Change every "fattest part" in these lines to "widest part", leaving everything else unchanged.

--- begin ---

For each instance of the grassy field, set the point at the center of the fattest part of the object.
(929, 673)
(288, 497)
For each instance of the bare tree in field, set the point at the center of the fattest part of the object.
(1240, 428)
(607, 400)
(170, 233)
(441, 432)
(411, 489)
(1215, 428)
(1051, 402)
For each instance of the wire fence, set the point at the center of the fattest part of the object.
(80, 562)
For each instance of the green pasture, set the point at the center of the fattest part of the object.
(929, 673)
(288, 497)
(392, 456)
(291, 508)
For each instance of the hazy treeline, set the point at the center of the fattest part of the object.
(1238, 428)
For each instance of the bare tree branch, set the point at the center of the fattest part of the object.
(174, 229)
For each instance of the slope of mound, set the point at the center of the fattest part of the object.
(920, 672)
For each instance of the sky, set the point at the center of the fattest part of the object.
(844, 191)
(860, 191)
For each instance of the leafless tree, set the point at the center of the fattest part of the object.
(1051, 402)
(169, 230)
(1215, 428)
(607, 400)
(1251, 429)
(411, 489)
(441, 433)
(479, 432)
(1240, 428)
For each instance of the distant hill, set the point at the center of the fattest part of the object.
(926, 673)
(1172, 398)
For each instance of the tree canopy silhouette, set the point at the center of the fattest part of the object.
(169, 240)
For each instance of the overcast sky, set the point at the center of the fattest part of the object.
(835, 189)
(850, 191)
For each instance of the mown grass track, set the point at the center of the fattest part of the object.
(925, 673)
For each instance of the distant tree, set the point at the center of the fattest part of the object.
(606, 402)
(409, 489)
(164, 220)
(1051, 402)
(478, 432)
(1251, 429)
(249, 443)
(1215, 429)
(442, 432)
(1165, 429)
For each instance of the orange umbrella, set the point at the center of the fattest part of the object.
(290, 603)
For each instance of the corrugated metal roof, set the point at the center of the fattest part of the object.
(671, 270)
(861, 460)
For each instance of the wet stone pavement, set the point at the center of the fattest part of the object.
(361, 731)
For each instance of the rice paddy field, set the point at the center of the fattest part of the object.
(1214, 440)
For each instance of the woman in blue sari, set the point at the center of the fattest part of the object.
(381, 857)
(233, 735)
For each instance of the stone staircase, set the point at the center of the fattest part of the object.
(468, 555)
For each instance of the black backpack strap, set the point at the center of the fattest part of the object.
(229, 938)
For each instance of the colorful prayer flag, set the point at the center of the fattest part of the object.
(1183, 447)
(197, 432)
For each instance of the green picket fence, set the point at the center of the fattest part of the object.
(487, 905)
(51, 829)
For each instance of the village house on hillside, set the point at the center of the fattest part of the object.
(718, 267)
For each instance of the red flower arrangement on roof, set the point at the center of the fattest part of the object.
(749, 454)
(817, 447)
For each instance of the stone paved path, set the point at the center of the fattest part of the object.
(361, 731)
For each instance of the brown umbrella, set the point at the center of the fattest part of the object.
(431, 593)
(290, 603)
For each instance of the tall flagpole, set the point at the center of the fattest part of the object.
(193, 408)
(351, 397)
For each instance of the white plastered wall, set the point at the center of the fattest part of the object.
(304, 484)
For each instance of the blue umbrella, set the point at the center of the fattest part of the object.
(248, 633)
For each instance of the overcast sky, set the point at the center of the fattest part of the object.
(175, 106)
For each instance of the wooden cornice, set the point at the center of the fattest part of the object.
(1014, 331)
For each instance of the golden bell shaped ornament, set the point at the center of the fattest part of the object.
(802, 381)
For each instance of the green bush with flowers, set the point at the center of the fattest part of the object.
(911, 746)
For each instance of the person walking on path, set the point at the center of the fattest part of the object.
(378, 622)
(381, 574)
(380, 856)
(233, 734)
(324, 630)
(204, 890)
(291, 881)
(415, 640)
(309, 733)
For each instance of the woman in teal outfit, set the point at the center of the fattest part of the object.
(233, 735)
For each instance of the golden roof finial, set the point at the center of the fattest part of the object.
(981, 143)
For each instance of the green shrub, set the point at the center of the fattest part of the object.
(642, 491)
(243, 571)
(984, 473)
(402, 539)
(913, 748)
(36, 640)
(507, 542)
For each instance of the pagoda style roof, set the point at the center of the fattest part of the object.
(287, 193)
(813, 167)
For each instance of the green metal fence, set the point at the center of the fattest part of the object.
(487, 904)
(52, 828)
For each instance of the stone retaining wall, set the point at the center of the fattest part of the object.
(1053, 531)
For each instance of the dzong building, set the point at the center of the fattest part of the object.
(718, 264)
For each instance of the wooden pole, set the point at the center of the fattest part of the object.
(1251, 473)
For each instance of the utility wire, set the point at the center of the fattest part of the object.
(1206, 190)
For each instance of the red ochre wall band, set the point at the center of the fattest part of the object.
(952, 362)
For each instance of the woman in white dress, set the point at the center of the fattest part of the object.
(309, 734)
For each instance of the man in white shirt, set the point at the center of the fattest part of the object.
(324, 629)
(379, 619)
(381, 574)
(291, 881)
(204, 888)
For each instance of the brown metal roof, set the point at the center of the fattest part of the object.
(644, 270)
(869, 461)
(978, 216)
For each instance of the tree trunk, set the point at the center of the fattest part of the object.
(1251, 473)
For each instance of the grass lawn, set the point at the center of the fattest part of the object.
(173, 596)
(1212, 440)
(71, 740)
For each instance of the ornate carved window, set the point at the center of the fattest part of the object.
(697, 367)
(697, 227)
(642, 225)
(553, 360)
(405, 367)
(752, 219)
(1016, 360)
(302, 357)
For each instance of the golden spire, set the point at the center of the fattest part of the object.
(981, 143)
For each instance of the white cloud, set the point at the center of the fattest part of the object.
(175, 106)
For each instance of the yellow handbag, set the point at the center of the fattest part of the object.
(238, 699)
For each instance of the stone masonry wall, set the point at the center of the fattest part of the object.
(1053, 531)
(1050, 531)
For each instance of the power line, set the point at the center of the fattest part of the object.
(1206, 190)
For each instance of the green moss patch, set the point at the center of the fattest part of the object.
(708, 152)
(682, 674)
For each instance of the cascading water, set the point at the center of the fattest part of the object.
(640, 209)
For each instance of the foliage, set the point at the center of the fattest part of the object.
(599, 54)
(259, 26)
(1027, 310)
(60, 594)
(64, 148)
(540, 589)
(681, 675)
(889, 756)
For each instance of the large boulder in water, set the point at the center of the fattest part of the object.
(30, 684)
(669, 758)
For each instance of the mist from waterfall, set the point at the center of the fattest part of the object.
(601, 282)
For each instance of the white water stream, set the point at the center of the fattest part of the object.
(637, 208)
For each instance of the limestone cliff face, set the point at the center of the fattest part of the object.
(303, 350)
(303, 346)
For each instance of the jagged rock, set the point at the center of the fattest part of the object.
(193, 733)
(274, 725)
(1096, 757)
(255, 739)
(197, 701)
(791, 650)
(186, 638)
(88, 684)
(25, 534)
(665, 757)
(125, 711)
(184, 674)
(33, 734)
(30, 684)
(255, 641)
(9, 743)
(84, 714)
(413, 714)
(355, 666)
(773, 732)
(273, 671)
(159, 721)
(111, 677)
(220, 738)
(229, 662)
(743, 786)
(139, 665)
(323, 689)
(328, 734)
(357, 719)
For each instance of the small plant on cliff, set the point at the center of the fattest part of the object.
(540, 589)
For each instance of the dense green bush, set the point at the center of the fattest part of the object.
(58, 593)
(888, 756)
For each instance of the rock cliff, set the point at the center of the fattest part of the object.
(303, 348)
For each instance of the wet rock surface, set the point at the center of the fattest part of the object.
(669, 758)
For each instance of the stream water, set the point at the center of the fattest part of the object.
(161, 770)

--- end ---

● Reply to the exercise
For each instance of the grassy field, set the point at the center of the widest part of the object.
(929, 673)
(288, 497)
For each instance of the bare tree in field, set the point at the center of the widest part of the object.
(1240, 428)
(607, 400)
(170, 233)
(441, 432)
(411, 489)
(1215, 428)
(1051, 402)
For each instance of the wire fence, set the point at the center of the widest part of the object.
(80, 562)
For each instance of the green pasture, set the point at the center of the widest part of the object.
(929, 673)
(288, 497)
(392, 456)
(291, 508)
For each instance of the hazy treeline, set the point at the center of the widest part of the object.
(1238, 428)
For each instance of the bare tree branch, set the point at the center of the widest part of the object.
(174, 229)
For each instance of the slope of mound, set the point at the center of the widest part of the object.
(920, 672)
For each instance of the sky, set the point at the center of the widest part of the object.
(844, 191)
(860, 191)
For each instance of the leafless tree, set the point at the center of the widest part of the object.
(1051, 402)
(169, 230)
(1215, 428)
(607, 400)
(1251, 429)
(411, 489)
(441, 433)
(479, 432)
(1240, 428)
For each instance of the distant hill, set the point at the center of the widest part of the object.
(926, 673)
(1172, 398)
For each instance of the tree canopy silhouette, set the point at the center of the widest part of the object.
(169, 240)
For each instance of the overcast sky, set the point at the center of the widest part of the object.
(835, 189)
(850, 191)
For each instance of the mown grass track, set the point at the center of the widest part of the object.
(925, 673)
For each instance of the distant tree, set the point at the center of the widest part of the object.
(606, 402)
(409, 489)
(164, 220)
(1051, 402)
(478, 432)
(1251, 429)
(249, 443)
(1215, 429)
(442, 432)
(1165, 429)
For each instance of the orange umbrella, set the point at the center of the widest part of the object.
(290, 603)
For each instance of the corrugated metal roof, set the point at the center of the widest part of the object.
(671, 270)
(861, 460)
For each instance of the wet stone pavement, set the point at the center of the widest part of the object.
(361, 731)
For each instance of the rice paddy field, set the point at the center of the widest part of the object.
(1214, 440)
For each instance of the woman in blue sari, set the point at the center of the widest part of the object.
(381, 857)
(233, 735)
For each instance of the stone staircase, set the point at the center of the widest part of the object.
(468, 555)
For each instance of the black backpack strap, set the point at the center of the widest part of the object.
(229, 938)
For each instance of the colorful prayer flag, set the point at the center of the widest part of the object.
(1183, 447)
(197, 432)
For each instance of the green picket fence, set the point at the center of the widest part of the object.
(487, 905)
(51, 829)
For each instance of the village house on hillside, set the point at the center of the widest part of the object.
(718, 267)
For each instance of the red flower arrangement on roof, set the point at the center of the widest part of the object.
(749, 454)
(817, 447)
For each instance of the stone paved path, set the point at the center of the widest part of the object.
(361, 731)
For each instance of the brown umbrella, set the point at the center of the widest part of the object.
(431, 593)
(290, 603)
For each instance of the tall flagpole, set the point at the center of the widest part of the object.
(193, 408)
(351, 397)
For each instance of the white plastered wall, set the point at the center of the widest part of the object.
(304, 484)
For each instance of the blue umbrella, set the point at the center of the widest part of the object.
(248, 633)
For each instance of the overcast sky, set the point at the center of the widest part of the object.
(175, 106)
For each instance of the wooden cornice, set the point at the center of the widest part of the object.
(1014, 331)
For each instance of the golden bell shaped ornament, set the point at the center of the widest part of the object.
(802, 381)
For each instance of the green bush with flowers, set the point at the center of the widest part of the object.
(911, 746)
For each instance of the person walking on path, set the point at the center of the widest part of the object.
(378, 622)
(381, 574)
(380, 856)
(233, 734)
(324, 630)
(204, 890)
(291, 881)
(415, 640)
(309, 733)
For each instance of the woman in teal outfit, set the point at the center of the widest part of the object.
(233, 735)
For each instance of the golden roof finial, set the point at the center of the widest part of the object.
(981, 143)
For each instance of the green shrub, set the point at the center of the widest part of the object.
(642, 491)
(243, 571)
(984, 473)
(402, 539)
(913, 748)
(36, 640)
(507, 542)
For each instance of the pagoda style roof, set the point at the center of the widest part of the object.
(287, 193)
(813, 167)
For each instance of the green metal fence, set the point at the center of the widest part of the object.
(487, 904)
(52, 828)
For each instance of the stone retaining wall, set the point at the center of the widest part of the object.
(1053, 531)
For each instance of the dzong building, set the point at the center of the widest part of the object.
(718, 264)
For each instance of the wooden pole, set the point at the center of the widest part of the object.
(1251, 473)
For each instance of the utility wire, set the point at the center of the widest part of the object.
(1206, 190)
For each instance of the red ochre wall band, set the point at the center of the widest part of the object.
(952, 362)
For each instance of the woman in white dress, set the point at the center of the widest part of the object.
(309, 734)
For each instance of the man in white shirt, set the point at the center of the widest part of the object.
(324, 629)
(379, 619)
(381, 574)
(291, 881)
(204, 888)
For each instance of the brown metal roof, set the point at the center of the widest part of the object.
(644, 270)
(869, 461)
(978, 216)
For each instance of the tree trunk, set the point at the center of the widest part of the object.
(1251, 473)
For each instance of the grass lawn, set the point at the center of the widest part of the object.
(173, 596)
(1212, 440)
(71, 740)
For each instance of the ornate carved window, set the point at the center of the widest part of the object.
(697, 367)
(697, 227)
(642, 225)
(553, 360)
(405, 367)
(752, 219)
(1016, 360)
(302, 357)
For each instance of the golden spire, set the point at the center of the widest part of the object.
(981, 143)
For each instance of the white cloud, set the point at the center of the widest part of the object.
(175, 106)
For each instance of the yellow handbag, set the point at the center of the widest part of the object.
(238, 699)
For each instance of the stone masonry wall, set the point at the center of the widest part of the object.
(1053, 531)
(1050, 531)
For each instance of the power line, set the point at the center of the widest part of the object.
(1206, 190)
For each instance of the green moss patch, set the point at the center of the widest part of the object.
(708, 152)
(682, 674)
For each instance of the cascading water, set the point at the center of the widest part of the object.
(640, 209)
For each instance of the foliage, set the point at the center of the widest part of the object.
(599, 54)
(259, 26)
(1027, 310)
(60, 594)
(64, 148)
(540, 589)
(681, 675)
(889, 756)
For each instance of the large boulder in water, set the point at the center of the widest part of the object.
(30, 684)
(669, 758)
For each instance of the mist from waterfall, set the point at the center of the widest part of the object.
(601, 282)
For each instance of the white water stream, set the point at the center of the widest part of the object.
(637, 208)
For each instance of the limestone cliff face, set the point at the center of the widest part of the object.
(303, 350)
(303, 346)
For each instance of the jagged rock, set the point at the center of the widest part of the object.
(193, 733)
(274, 725)
(1096, 757)
(255, 739)
(197, 701)
(791, 650)
(186, 638)
(88, 684)
(25, 534)
(665, 757)
(125, 711)
(184, 674)
(33, 734)
(30, 684)
(255, 641)
(9, 743)
(84, 714)
(413, 714)
(355, 666)
(773, 732)
(273, 671)
(159, 721)
(111, 677)
(220, 738)
(229, 662)
(743, 786)
(139, 665)
(323, 689)
(328, 734)
(357, 719)
For each instance of the small plant on cliff, set the point at the center of the widest part of the object.
(540, 589)
For each instance of the dense green bush, set the point at the center of the widest part of the object.
(58, 593)
(888, 756)
For each instance of the rock cliff, set the point at the center of the widest part of the object.
(303, 348)
For each instance of the wet rock surface, set the point at the center of the widest part of the object.
(669, 758)
For each instance of the stream water, set the point at the center of the widest part of the object.
(161, 770)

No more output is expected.